## SUPPLIED MATERIAL

______

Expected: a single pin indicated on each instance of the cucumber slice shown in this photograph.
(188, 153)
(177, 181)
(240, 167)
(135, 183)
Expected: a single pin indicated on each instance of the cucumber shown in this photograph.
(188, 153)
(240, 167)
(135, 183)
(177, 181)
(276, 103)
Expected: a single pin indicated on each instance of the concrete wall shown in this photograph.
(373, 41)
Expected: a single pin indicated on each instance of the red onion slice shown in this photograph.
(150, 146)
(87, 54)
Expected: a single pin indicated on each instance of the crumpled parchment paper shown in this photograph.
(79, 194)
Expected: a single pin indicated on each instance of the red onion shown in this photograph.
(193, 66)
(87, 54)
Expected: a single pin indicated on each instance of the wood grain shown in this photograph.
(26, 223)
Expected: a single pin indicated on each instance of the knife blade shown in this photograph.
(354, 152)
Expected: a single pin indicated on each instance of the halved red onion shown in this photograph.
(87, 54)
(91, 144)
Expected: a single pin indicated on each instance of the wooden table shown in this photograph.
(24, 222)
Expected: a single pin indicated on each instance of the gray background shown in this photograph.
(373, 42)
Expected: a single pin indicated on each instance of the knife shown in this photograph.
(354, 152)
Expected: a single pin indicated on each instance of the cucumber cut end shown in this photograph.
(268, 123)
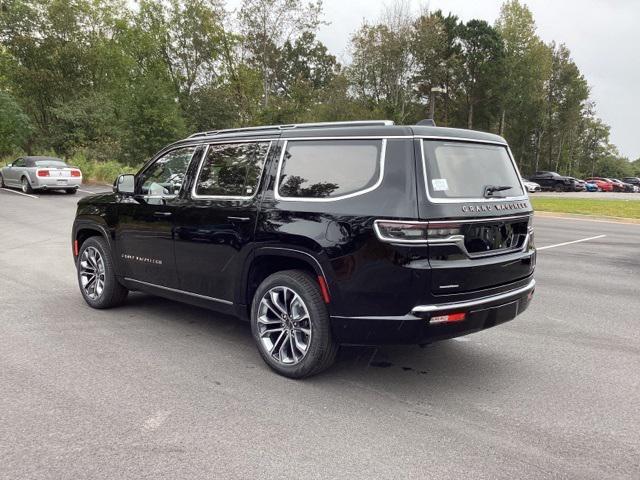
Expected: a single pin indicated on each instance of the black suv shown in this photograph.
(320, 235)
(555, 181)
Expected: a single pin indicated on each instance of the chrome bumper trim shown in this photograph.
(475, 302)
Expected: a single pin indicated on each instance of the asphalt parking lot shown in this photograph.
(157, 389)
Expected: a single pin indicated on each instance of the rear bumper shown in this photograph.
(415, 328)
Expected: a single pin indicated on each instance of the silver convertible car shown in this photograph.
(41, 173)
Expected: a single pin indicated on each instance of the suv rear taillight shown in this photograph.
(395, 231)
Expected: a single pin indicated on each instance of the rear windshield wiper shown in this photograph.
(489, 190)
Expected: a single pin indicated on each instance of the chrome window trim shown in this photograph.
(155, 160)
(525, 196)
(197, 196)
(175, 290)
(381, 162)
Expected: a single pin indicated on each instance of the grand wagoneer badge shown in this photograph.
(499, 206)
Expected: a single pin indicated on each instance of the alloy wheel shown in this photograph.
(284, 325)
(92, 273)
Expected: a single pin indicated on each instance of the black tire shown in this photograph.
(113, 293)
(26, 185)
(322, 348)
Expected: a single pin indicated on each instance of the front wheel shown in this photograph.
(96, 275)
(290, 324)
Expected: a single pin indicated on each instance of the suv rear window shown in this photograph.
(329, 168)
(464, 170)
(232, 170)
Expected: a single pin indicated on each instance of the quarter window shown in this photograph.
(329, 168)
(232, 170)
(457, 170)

______

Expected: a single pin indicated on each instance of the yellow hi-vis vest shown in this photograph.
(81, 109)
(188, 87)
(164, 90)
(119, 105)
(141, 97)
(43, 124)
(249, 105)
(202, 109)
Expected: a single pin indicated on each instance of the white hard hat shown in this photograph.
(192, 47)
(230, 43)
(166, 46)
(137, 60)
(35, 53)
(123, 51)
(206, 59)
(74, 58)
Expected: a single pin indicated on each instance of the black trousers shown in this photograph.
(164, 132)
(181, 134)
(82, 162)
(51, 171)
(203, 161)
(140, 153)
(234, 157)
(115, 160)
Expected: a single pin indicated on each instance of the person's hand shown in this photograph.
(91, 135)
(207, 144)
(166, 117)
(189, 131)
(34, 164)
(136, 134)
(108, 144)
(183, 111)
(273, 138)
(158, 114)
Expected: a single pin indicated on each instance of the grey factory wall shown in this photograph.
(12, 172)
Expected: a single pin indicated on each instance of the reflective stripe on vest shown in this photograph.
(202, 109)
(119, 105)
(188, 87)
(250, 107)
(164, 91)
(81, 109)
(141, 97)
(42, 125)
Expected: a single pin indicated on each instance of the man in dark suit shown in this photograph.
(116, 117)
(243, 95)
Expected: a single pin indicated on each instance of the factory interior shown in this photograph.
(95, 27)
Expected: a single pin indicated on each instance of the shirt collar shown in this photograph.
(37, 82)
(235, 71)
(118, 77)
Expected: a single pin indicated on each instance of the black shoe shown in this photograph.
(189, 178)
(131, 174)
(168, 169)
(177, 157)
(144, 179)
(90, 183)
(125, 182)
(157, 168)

______

## WHAT THE TASK ASKS
From both blocks of items, pull out every line containing the word "cucumber" and copy each one in full.

## EXERCISE OUTPUT
Expected: a single pin indicated on each instance of the cucumber slice shown in this photograph.
Expected: a single pin indicated on each instance of the cucumber shown in this photograph.
Expected: a single pin indicated on each instance of the cucumber cut end shown in this photograph.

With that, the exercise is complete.